**YOUR GOAL**
Go line by line through the data below and count those that hold "umbro". Return only the number.

Stored dataset items

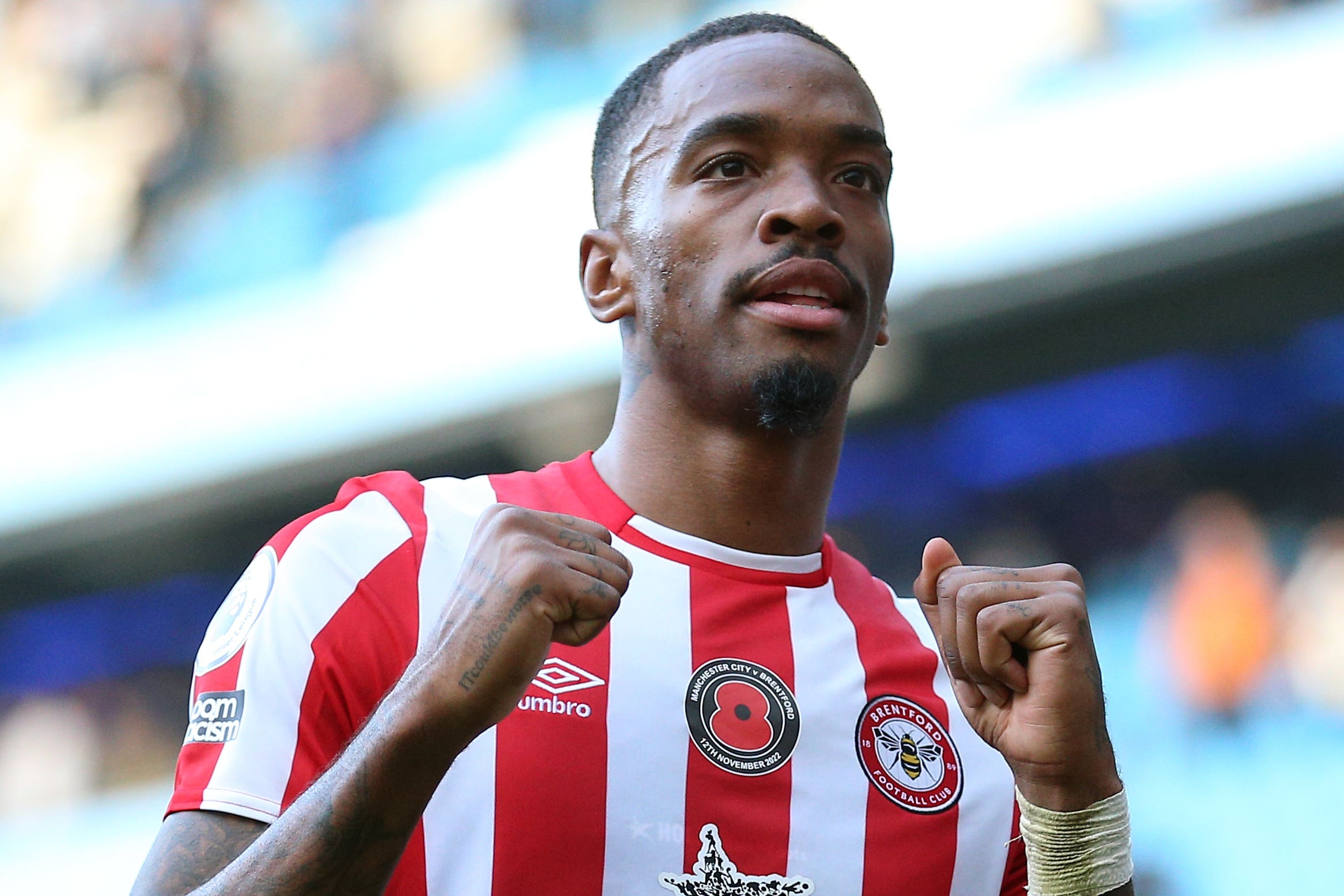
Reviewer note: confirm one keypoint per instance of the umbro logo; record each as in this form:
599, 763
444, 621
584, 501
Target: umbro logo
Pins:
560, 678
557, 678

**ANSWER TO THIS EXERCISE**
2